++++ THE RECORDS ++++
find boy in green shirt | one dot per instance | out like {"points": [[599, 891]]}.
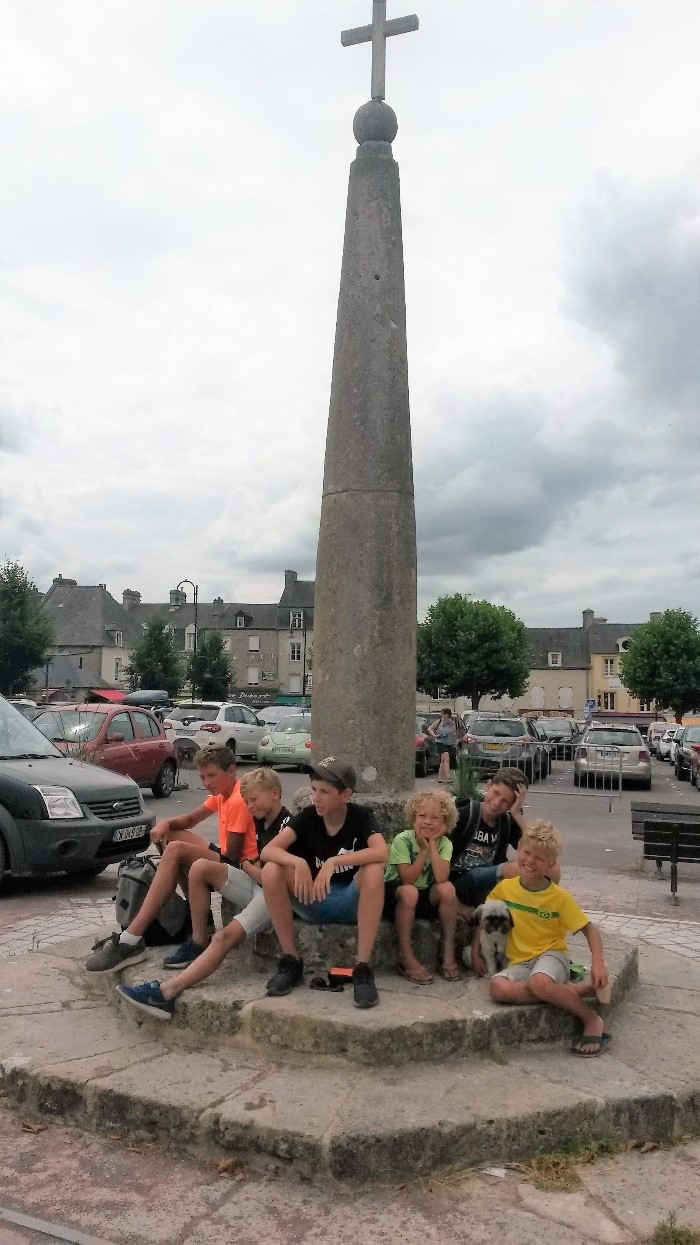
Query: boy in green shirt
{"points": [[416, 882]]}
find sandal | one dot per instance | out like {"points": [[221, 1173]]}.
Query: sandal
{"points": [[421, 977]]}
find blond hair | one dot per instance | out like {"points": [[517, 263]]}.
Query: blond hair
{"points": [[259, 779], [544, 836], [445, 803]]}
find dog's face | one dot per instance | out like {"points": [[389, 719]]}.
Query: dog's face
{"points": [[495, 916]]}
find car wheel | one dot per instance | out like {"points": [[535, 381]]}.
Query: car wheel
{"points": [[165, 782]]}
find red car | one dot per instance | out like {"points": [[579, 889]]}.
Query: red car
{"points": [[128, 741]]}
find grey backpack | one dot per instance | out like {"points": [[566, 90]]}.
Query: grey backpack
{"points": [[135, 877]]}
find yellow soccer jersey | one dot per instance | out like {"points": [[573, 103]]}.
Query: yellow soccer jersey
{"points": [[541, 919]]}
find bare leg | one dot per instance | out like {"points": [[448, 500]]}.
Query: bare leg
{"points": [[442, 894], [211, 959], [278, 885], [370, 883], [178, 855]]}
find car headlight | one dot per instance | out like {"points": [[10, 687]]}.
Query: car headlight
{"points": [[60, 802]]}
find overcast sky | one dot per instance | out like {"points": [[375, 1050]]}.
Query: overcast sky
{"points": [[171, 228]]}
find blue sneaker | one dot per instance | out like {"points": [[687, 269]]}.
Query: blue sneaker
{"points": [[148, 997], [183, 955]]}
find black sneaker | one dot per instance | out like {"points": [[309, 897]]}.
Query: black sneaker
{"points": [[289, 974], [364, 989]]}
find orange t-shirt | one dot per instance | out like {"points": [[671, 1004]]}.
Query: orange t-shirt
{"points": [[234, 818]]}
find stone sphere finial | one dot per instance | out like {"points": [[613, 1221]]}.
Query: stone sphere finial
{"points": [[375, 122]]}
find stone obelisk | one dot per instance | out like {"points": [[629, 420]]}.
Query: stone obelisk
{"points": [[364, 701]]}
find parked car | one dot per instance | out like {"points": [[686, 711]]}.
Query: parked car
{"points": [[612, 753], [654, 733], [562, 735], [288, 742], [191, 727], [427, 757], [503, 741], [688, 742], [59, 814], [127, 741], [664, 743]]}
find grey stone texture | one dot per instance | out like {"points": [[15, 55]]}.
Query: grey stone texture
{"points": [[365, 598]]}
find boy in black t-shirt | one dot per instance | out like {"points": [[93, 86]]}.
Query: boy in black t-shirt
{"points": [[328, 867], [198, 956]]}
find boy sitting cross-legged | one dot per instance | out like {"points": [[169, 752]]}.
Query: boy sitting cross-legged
++++
_WHAT THIS TASK INVOLVES:_ Rewrite all of the records above with "one dot per instance" changed to "one point per instance" everywhere and nothing else altered. Leave the pictures out of your version.

_SOLUTION FOR THIS TASK:_
find boy in green shirt | one point per instance | out like {"points": [[599, 891]]}.
Query: boy in green shirt
{"points": [[416, 882]]}
find sandal | one point per instance | out like {"points": [[221, 1173]]}.
Query: sandal
{"points": [[421, 977]]}
find blond hair | one point per instance | out like {"points": [[517, 263]]}.
Query: blond hair
{"points": [[259, 779], [544, 836], [445, 803]]}
find dog's face | one point per instance | out like {"points": [[389, 719]]}.
Query: dog's face
{"points": [[495, 916]]}
find car wheel | one point per instance | out like {"points": [[535, 381]]}.
Query: car wheel
{"points": [[165, 782]]}
find red car | one point per instance | out like {"points": [[579, 889]]}.
Query: red car
{"points": [[128, 741]]}
find grey backpack | one point per instance | out like {"points": [[566, 90]]}.
Query: grey backpack
{"points": [[135, 877]]}
find yellow soccer jersey | one point per instance | out like {"points": [[573, 103]]}.
Query: yellow soccer jersey
{"points": [[541, 919]]}
find bare leg | one point per instance | out like {"points": [[448, 500]]}.
Query: bare leg
{"points": [[442, 894], [211, 959], [278, 885], [370, 883], [178, 855]]}
find car headlight | one point per instance | out like {"points": [[10, 687]]}.
Query: car headlight
{"points": [[60, 802]]}
find overcast sky | one point per instance | out like {"points": [[375, 1050]]}.
Query: overcast sky
{"points": [[171, 228]]}
find blue sneaker | one point per instance | out like {"points": [[687, 269]]}.
Query: blue sneaker
{"points": [[148, 997], [183, 955]]}
find black sneaker | one point per instance | out like {"points": [[309, 897]]}.
Query: black sneaker
{"points": [[289, 974], [364, 989]]}
find orange t-shirt | one point per instance | out like {"points": [[671, 1004]]}.
Query: orange t-shirt
{"points": [[234, 818]]}
find stone sphere finial | one point per instance | out like {"points": [[613, 1221]]}.
Query: stone sphere finial
{"points": [[375, 122]]}
find stone obelisk | one point per instance | out like {"points": [[629, 420]]}.
Query: stone obelisk
{"points": [[364, 701]]}
find parked car | one point per instance | out like {"points": [[686, 711]]}.
Query: parked car
{"points": [[612, 753], [654, 733], [562, 735], [288, 742], [191, 727], [427, 757], [503, 741], [688, 742], [59, 814], [127, 741], [664, 743]]}
find grey stone texture | one point per instance | out like {"points": [[15, 55]]}.
Query: grey stone texture
{"points": [[365, 598]]}
find boy in black t-shirt | one point per instance | out like {"points": [[93, 86]]}.
Query: boy in black t-shirt
{"points": [[328, 867], [198, 956]]}
find boy sitting cross-legged | one point per instance | out like {"points": [[169, 752]]}.
Query: boy sitting cross-legged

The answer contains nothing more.